:: Natural language region descriptions ::
____________

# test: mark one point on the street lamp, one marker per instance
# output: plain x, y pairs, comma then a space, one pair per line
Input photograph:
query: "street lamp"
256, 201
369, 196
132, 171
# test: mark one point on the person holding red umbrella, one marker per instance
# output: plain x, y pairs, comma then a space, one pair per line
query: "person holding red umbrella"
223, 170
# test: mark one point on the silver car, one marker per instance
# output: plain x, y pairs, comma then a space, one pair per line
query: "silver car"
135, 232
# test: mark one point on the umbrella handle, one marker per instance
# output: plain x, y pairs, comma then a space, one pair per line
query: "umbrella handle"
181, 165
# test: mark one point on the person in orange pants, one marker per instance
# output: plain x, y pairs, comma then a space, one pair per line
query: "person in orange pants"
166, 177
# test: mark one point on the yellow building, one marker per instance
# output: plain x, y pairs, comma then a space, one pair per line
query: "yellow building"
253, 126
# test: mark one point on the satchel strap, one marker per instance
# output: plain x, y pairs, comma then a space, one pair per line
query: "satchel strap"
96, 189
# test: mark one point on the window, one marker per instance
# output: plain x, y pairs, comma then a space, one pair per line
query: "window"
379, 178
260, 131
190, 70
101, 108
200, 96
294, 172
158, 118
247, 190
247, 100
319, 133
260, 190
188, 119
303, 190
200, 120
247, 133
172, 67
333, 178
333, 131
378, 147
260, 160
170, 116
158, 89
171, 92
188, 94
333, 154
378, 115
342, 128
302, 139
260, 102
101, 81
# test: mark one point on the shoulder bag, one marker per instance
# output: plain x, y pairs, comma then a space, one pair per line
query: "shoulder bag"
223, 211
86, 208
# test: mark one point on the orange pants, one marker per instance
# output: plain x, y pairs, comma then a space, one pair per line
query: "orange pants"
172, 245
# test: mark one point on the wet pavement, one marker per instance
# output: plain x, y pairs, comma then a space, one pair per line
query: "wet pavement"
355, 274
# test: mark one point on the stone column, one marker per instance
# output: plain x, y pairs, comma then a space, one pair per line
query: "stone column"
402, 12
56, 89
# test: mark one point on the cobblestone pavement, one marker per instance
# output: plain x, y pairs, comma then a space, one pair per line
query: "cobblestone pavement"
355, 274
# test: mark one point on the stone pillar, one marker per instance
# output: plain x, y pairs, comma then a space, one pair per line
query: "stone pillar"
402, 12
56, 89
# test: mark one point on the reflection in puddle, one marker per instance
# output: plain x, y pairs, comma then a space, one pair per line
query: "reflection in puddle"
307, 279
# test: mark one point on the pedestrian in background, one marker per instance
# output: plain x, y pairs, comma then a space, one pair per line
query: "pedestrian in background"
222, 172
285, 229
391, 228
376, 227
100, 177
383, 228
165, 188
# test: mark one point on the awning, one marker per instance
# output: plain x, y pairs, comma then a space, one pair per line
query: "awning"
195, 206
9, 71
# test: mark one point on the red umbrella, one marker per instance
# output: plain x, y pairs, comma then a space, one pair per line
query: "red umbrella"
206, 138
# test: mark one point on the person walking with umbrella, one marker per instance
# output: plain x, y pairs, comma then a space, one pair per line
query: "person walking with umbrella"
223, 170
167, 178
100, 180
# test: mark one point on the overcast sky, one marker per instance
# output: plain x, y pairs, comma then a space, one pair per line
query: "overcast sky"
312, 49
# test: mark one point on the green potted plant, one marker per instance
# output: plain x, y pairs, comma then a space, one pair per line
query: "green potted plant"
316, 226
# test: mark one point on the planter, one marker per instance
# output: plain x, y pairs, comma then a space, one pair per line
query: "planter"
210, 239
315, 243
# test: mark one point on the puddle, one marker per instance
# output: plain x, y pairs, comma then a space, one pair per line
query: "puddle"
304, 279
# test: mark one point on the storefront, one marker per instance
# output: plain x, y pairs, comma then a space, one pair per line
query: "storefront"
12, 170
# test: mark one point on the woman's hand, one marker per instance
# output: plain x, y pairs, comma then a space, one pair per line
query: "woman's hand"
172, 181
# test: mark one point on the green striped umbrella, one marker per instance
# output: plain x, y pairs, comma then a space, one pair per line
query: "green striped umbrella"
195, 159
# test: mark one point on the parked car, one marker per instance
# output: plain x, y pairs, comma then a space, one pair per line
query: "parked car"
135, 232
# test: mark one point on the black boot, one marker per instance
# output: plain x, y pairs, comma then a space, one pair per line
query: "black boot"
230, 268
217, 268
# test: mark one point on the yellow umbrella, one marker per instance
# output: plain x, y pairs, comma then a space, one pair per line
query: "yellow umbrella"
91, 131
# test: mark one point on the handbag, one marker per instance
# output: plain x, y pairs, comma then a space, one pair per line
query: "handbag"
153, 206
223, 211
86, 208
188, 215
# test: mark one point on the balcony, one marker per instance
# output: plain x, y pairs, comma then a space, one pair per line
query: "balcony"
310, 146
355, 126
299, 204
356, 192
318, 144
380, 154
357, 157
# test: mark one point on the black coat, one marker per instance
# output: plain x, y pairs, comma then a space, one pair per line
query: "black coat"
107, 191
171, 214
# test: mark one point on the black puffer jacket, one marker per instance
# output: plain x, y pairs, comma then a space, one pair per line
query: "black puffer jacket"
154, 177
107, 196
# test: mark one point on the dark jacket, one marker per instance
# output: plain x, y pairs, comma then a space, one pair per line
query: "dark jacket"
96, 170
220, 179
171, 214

____________

:: Exercise ::
Reproduce each line above exactly.

:: Response to the exercise ::
# test: mark one point on the street lamp, one marker per instance
# output: plain x, y pairs, comma then a space, one pair per line
Input photograph:
query: "street lamp"
256, 201
369, 196
132, 171
# test: mark one point on the person holding red umbrella, one marker per instance
# output: plain x, y pairs, comma then a space, one pair per line
query: "person holding red umbrella"
223, 170
# test: mark one point on the silver car, one marker per instance
# output: plain x, y pairs, comma then a space, one pair per line
query: "silver car"
135, 232
# test: mark one point on the umbrella handle, one marker per instance
# output: plain x, y pairs, comma then a space, one pair per line
query: "umbrella handle"
181, 165
# test: mark one point on the person in orange pants, one marker per instance
# output: plain x, y pairs, comma then a space, one pair per line
query: "person in orange pants"
166, 177
# test: mark one point on the yellow building, one marker per instance
# output: plain x, y pairs, comma then a space, one pair per line
query: "yellow building"
253, 126
# test: mark one point on the satchel strap, one marker per instance
# output: plain x, y pairs, comma then a space, one pair per line
query: "satchel strap"
96, 189
# test: mark one point on the window, one marker per instance
# output: plain x, y pairs, comma then a space, one pair per line
query: "window"
379, 178
260, 131
190, 70
101, 108
200, 96
294, 172
158, 118
247, 190
247, 100
319, 133
260, 190
188, 119
303, 190
200, 120
247, 133
172, 67
333, 178
333, 131
378, 147
260, 160
170, 116
158, 89
171, 92
188, 94
333, 154
378, 115
342, 128
302, 139
260, 102
101, 81
# test: mark one point on the shoulder bag, one marker per instance
# output: plain x, y pairs, comma then a space, one pair per line
query: "shoulder bag"
223, 211
86, 208
# test: mark one point on the orange pants, one marker per instance
# output: plain x, y pairs, comma then a space, one pair per line
query: "orange pants"
172, 245
# test: mark one point on the wet pavement, one marker per instance
# output: plain x, y pairs, comma then a space, one pair per line
query: "wet pavement"
355, 274
# test: mark one point on the stone column, one marker per instance
# output: plain x, y pairs, comma then a space, one pair per line
query: "stone column"
402, 12
56, 89
# test: mark one point on the cobblestone pavement, one marker per instance
# output: plain x, y pairs, comma then a space, one pair per line
query: "cobblestone pavement"
355, 274
# test: mark one point on the stone pillar, one marker per instance
# output: plain x, y pairs, comma then a space, one pair per line
query: "stone pillar"
402, 12
56, 89
# test: mark one point on the reflection in puddle, one marker per instance
# output: plain x, y pairs, comma then a space, one pair per line
query: "reflection in puddle"
307, 279
# test: mark one point on the pedestrian in background, one marker per instance
# output: plain x, y pairs, comma then a space, one pair per line
query: "pedestrian in background"
222, 172
285, 229
391, 228
376, 227
100, 177
383, 228
165, 188
# test: mark one point on the awning, one marker per instance
# output: plain x, y pairs, comma then a space, one pair per line
query: "awning"
195, 206
9, 71
# test: mark one point on the red umbrella, one marker per instance
# output: plain x, y pairs, comma then a space, one pair per line
query: "red umbrella"
206, 138
# test: mark one point on the person walking with umbrella, one marker per instance
# output: plain x, y pairs, comma then a space, one pair per line
query: "person walking with umbrella"
223, 170
167, 178
100, 180
# test: mark one point on the overcast sky, one marker per instance
# output: plain x, y pairs, comma then a space, one pair per line
query: "overcast sky"
312, 49
# test: mark one point on the green potted plant, one marker per instance
# output: plain x, y pairs, comma then a space, one pair per line
query: "green potted plant"
316, 226
# test: mark one point on the planter, one marker per instance
# output: plain x, y pairs, comma then a space, one pair per line
query: "planter"
210, 239
315, 243
# test: mark one point on the puddle, one marker per instance
# output: plain x, y pairs, comma then a space, one pair per line
query: "puddle"
304, 279
# test: mark one point on the storefront, one marker per instance
# output: plain x, y pairs, comma then a space, one pair per line
query: "storefront"
12, 170
# test: mark one point on the woman's hand, one marker per instance
# output: plain x, y pairs, comma then a space, one pair per line
query: "woman's hand"
172, 181
# test: mark one point on the green striped umbrella, one marker per instance
# output: plain x, y pairs, comma then a space, one pair per line
query: "green striped umbrella"
195, 159
# test: mark one point on the parked car, one marker per instance
# output: plain x, y pairs, comma then a space, one pair per line
query: "parked car"
135, 232
# test: mark one point on the black boot, one marker per instance
# output: plain x, y pairs, comma then a space, one pair per line
query: "black boot"
230, 268
217, 268
# test: mark one point on the yellow umbrella, one marker per instance
# output: plain x, y pairs, comma then a space, one pair per line
query: "yellow umbrella"
91, 131
# test: mark one point on the handbag, one marker per instance
# output: plain x, y pairs, comma then a space, one pair per line
query: "handbag"
153, 206
223, 211
86, 208
188, 215
# test: mark one point on the balcony, one marker per instance
# output: plain x, y pairs, comma then a space, one pair per line
query: "balcony"
310, 146
355, 126
299, 204
356, 192
318, 144
380, 154
357, 157
# test: mark one point on the black coat, one marker per instance
# output: plain x, y pairs, comma then a space, one pair per line
query: "black coat"
107, 191
171, 214
# test: mark one point on the black puffer jacket, one marker per instance
# output: plain x, y pairs, comma then a space, one pair per line
query: "black puffer jacket"
154, 177
107, 196
# test: mark one point on the dark jacket, one marker per instance
# output: plain x, y pairs, comma then a space, one pair per line
query: "dark jacket"
96, 170
220, 179
171, 214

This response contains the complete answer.